> [ФРАГМЕНТ ДОКУМЕНТА]
Недаром она носит имя девицы, которая в опьянении ночи любви сумела не только вскружить расчесанную и завитую голову ассиро-вавилонского завоевателя — но и снести ее точным ударом меча!

Иногда обоими этими качествами в совершенстве владеет сам мастер. Иногда на «разверстке» их на двоих строятся самые плодотворные творческие содружества.

Таков именно случай совместной работы Глизер и Штрауха.

Таково именно прекрасное дополнение их друг другом [в искусстве], в котором они работают.

Но есть область в этой работе, где бессилен и Штраух.

Ненасытной и невоздержанной во всем Глизер обычно тесно в рамках роли, обычно стеснительно в ограничениях пьесы.

Под ее мощным творческим напором трещат рамки одной и готовы рассыпаться очертания другой.

В мировом пантеоне героев комической мультипликации имеется {392} бесподобный предшественник Микки-Мауса. Сумасшедший Кот — Крэзи Кэт.

Забавное это создание Джорджа Харримэна родилось рисунком на газетных листах Америки.

Кажется, в какой-то из серии этих рисунков Крэзи загнан в самый угол последней картинки.

Деваться некуда!

(Сохраненные строки набора данных)
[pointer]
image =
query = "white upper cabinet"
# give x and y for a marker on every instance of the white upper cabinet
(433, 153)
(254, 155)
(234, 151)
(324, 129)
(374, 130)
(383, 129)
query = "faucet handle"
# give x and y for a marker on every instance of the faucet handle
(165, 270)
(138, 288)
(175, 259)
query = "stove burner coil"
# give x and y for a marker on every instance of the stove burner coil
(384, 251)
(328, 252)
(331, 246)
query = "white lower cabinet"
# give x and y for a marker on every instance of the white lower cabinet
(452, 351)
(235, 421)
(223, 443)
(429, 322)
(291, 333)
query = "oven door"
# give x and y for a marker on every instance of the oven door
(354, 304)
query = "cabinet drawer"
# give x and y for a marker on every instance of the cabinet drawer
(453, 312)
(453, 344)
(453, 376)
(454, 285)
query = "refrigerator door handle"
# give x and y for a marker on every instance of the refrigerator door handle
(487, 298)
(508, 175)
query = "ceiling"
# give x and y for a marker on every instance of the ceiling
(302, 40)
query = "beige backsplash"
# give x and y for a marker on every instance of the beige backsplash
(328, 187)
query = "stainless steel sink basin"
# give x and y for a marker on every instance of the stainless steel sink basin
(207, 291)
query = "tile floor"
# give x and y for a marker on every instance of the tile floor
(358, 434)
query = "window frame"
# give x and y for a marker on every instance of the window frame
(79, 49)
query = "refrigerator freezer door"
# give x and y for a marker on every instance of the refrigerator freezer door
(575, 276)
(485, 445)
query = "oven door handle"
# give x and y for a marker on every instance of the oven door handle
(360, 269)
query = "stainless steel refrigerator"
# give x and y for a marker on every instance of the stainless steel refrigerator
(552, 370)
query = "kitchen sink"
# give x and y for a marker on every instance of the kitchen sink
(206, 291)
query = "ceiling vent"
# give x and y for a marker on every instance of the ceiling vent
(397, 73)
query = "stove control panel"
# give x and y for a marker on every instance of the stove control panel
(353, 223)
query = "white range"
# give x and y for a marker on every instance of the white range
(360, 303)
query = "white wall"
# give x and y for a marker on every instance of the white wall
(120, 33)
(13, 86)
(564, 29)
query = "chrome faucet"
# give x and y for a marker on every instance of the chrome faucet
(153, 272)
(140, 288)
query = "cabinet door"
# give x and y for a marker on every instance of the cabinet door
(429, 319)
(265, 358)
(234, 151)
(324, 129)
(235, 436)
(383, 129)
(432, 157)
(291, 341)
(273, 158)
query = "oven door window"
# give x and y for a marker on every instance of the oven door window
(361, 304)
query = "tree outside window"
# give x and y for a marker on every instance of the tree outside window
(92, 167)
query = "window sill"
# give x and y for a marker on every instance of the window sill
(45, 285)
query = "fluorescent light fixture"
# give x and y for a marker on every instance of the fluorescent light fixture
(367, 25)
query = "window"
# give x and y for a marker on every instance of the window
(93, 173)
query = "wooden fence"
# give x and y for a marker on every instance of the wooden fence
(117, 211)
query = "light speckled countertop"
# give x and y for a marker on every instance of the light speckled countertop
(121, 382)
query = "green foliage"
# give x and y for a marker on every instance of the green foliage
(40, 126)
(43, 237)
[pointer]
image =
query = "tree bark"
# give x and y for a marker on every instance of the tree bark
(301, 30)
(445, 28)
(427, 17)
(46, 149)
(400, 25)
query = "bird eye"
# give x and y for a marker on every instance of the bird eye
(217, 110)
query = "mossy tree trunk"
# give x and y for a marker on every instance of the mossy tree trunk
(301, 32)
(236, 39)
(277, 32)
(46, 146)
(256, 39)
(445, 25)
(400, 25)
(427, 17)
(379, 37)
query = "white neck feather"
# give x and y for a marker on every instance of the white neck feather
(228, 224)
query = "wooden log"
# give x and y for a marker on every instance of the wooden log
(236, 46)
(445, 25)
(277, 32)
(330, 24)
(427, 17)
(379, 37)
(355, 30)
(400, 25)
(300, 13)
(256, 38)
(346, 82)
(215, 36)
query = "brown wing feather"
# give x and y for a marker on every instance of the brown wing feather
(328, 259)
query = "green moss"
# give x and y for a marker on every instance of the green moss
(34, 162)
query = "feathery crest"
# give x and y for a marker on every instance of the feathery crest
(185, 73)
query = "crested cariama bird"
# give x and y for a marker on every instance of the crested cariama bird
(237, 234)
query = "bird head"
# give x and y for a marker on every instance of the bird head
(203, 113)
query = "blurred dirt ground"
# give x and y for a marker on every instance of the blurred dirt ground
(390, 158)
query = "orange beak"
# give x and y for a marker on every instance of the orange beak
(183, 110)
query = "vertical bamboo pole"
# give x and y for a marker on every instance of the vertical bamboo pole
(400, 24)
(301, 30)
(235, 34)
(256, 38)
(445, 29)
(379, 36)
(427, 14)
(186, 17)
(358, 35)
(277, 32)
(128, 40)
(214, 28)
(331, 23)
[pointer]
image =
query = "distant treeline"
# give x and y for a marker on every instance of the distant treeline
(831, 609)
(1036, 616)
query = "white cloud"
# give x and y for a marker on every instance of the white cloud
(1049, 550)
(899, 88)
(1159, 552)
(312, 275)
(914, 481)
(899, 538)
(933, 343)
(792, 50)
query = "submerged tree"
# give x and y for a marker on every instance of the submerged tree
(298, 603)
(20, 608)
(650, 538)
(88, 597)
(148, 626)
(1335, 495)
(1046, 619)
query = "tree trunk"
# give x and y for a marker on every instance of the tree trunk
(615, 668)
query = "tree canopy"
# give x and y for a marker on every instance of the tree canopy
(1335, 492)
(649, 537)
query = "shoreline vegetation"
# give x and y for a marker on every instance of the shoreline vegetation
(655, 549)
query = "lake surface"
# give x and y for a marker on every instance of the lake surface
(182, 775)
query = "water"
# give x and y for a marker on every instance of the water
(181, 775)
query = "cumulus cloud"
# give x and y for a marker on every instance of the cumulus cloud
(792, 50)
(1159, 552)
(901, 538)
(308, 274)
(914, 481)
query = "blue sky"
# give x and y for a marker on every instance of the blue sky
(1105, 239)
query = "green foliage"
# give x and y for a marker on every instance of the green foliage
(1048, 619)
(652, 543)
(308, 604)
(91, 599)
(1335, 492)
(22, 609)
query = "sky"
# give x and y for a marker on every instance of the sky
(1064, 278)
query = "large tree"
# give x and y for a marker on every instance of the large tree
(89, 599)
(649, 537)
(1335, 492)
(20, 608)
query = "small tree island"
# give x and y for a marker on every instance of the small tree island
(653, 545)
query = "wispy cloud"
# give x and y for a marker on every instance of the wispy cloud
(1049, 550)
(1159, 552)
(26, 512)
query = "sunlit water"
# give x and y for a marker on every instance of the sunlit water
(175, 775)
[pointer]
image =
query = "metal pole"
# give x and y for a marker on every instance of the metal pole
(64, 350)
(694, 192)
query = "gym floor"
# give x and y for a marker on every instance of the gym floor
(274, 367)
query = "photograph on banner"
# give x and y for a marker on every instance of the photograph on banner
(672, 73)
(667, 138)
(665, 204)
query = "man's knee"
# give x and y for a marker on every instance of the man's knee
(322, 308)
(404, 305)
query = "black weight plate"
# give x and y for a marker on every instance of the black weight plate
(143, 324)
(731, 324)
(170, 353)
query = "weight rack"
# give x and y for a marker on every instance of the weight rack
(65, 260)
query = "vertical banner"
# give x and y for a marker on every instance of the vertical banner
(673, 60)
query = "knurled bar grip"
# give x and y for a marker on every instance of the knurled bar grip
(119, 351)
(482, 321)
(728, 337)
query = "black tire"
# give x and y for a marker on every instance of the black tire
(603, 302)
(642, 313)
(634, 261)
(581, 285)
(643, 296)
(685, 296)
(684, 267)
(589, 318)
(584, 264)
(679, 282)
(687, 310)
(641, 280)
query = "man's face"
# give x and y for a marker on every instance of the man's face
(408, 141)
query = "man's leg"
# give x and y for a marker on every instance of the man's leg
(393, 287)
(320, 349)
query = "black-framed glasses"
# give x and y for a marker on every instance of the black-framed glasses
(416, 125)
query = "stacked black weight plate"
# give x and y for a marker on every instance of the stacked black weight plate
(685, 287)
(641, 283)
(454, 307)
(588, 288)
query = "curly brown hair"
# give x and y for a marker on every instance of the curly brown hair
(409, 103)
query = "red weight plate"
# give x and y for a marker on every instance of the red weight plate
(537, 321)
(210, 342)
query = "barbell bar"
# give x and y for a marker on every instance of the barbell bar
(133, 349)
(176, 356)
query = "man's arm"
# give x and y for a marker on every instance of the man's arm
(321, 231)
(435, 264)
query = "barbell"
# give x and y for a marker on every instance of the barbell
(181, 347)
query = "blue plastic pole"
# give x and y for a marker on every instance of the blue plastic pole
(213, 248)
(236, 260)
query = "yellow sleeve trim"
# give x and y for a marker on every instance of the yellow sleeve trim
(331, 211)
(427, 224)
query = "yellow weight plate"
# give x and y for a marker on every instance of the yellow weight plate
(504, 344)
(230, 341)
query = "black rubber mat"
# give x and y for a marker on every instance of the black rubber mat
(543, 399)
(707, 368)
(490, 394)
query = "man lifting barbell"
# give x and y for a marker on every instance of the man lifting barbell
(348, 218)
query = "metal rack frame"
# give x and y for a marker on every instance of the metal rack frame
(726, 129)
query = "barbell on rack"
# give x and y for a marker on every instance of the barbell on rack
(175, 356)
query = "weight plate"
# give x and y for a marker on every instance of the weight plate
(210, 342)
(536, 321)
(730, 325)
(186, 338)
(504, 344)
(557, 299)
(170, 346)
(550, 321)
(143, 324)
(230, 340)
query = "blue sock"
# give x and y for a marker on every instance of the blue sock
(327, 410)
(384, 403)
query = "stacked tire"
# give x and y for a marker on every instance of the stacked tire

> [ЗАДАНИЕ] Подхватите отрывок о Глизер и Штраухе и продолжите его, начиная сразу после фразы «Деваться некуда!».

> [ИТОГОВЫЙ РЕЗУЛЬТАТ]
И тогда Крэзи преспокойно проламывает контур рамки самого последнего рисунка и вылетает за пределы всех его очертаний!

Как часто Крэзи Кэта напоминает мне Глизер!

Она так же властно раздвигает рамки сценических ограничений, в которых часто задуман ее образ.

Виновата ли Глизер?

Я думаю, нет.

Я думаю больше того:

виноваты другие.

Виноваты и рамки и окружение.

Как часто они слишком худосочны и бледны, чтобы стоять рядом или обрамлять те монументальные обобщения, на высоту которых она умеет подымать все то, что попадает в умелые и трудолюбивые ее руки.

Эпизодическая бытовая роль; или образ Шекспира; комический персонаж мастера интриги — Скриба; образ из галереи персонажей, ушедших в забвение с приходом Октября, или из хоровода тех, кого породил этот величайший исторический перелом в истории человечества…

Все они одинаково четко очерчены неповторимым почерком, одинаково чеканно обведены неподражаемым контуром глубоко социально осмысленного обобщения.

Но особенно великолепны эти образы тогда, когда в руках Глизер свистит бич беспощадного обличения.

Это бывает тогда, когда в творчестве своем она наталкивается на подлое, мертвящее, неживое, но алчное — реакционное.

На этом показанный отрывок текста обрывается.